Texto proporcionado:
◆ ◆ ◆ ◆ ◆
Paradójicamente, el hecho de que “Ben-Hur” haya entrado a formar parte del imaginario colectivo de la Semana Santa se debe más a una casualidad que a un objetivo premeditado por parte de los creadores intelectuales del “producto”, ya que la película fue estrenada un 18 de noviembre de 1959. Pasados los años fueron sus continuas reposiciones en los cines durante las fechas de Pascua lo que hizo que, paulatinamente, fuera encontrando un lugar de honor en aquellas y que su recuerdo se perpetuara finalmente en los pases televisivos. Y dicha paradoja la tenemos que hacer extensiva a su título: “Ben-Hur. Una historia de los tiempos de cristo”. Porque, en efecto, la historia se desarrolla en la Palestina del siglo I de nuestra era cuando en el seno del judaísmo surge el cristianismo, pero no hay que perder de vista la perspectiva de que el tema central de la historia es la venganza, la de un amigo, Mesala, sobre otro amigo, Judá Ben-Hur. Visto así, el recurso Hitchcockiano del “McGuffin – Cristo”, ahora es cuando adquiere todo el sentido y, de ahí, sus apariciones puntuales pero decisivas en la vida del protagonista. El protagonista parece que va a morir de sed en el desierto después de ser condenado a galeras por Mesala, y, de pronto, alguien le da agua y le salva la vida. El protagonista, después de la gran carrera, tiene una cita con Pilato en la que vuelve a peligrar su vida, y de repente, alguien desde una montaña advierte ese peligro y lo sigue con la mirada. ¿Tal vez ha detectado que es el odio el que guía su vida? Finalmente, el protagonista, en el vía crucis, cuando va a auxiliar al necesitado que carga con la cruz, se da cuenta de que es la persona que una vez le salvó la vida en el desierto . Sin lugar a dudas son tres encuentros decisivos, pero la historia ofrece muchas más aristas, es mucho más rica, girando eso sí, siempre en torno al tema central de la venganza: primero la de Mesala sobre Ben-Hur y, posteriormente, la de Ben-Hur sobre Mesala.
◆ ◆ ◆ ◆ ◆
Segmento de datos:
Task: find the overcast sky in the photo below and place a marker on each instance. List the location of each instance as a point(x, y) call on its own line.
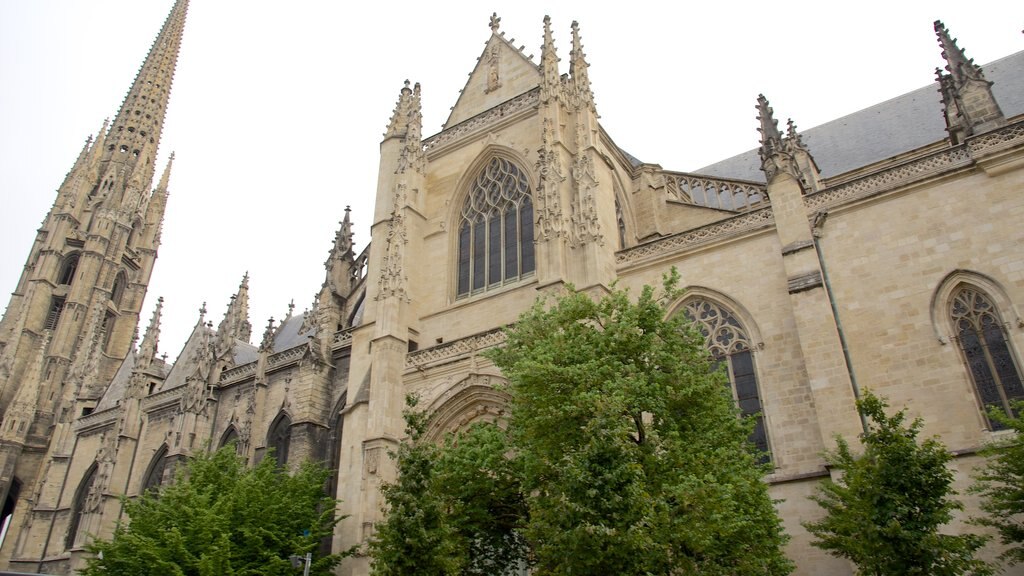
point(278, 108)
◆ ◆ ◆ ◆ ◆
Tarea:
Retoma el texto sobre la película «Ben-Hur» y continúalo a partir de su última oración. Las líneas no tienen ningún papel aquí.

Respuesta:
En este sentido, “Ben-Hur” vuelve a utilizar un recurso que la asocia de inmediato con el imaginario colectivo, y que no es otro que la elección y utilización de temas universales que siempre trascenderán al espacio y al tiempo y que, de inmediato, atraerán la atención de la comunidad a la que va dirigida, que se sentirá de inmediato identificada con ellos. No es descabellado pensar, entonces, que “Ben-Hur” se entronque con la tradición Shakespeariana, esto es, con la esencia del drama mismo, o si se prefiere, con el concepto acuñado por Richard Wagner de la “Gesamtkunstweerk”, es decir, “la obra de arte total”. El músico de Leipzig, de una manera visionaria, pensó que sí era posible integrar en una sola obra, y con el mismo rango, las seis artes: música, danza, poesía, pintura, escultura y arquitectura. El resultado de elle fueron sus majestuosas óperas. Eso sí, su concepción se topó con las limitaciones de la técnica de su tiempo – que sí pudieron ser superadas y plasmadas por el Cine -, y de ahí que le otorgase la máxima importancia a la música como hilo conductor y aglutinador del resto de las artes: todos los elementos sí, pero la música por encima de las demás. ¿Tiene algo que ver la “GesamtKunstenweerk” wagneriana y Ben-Hur? La respuesta es que sí.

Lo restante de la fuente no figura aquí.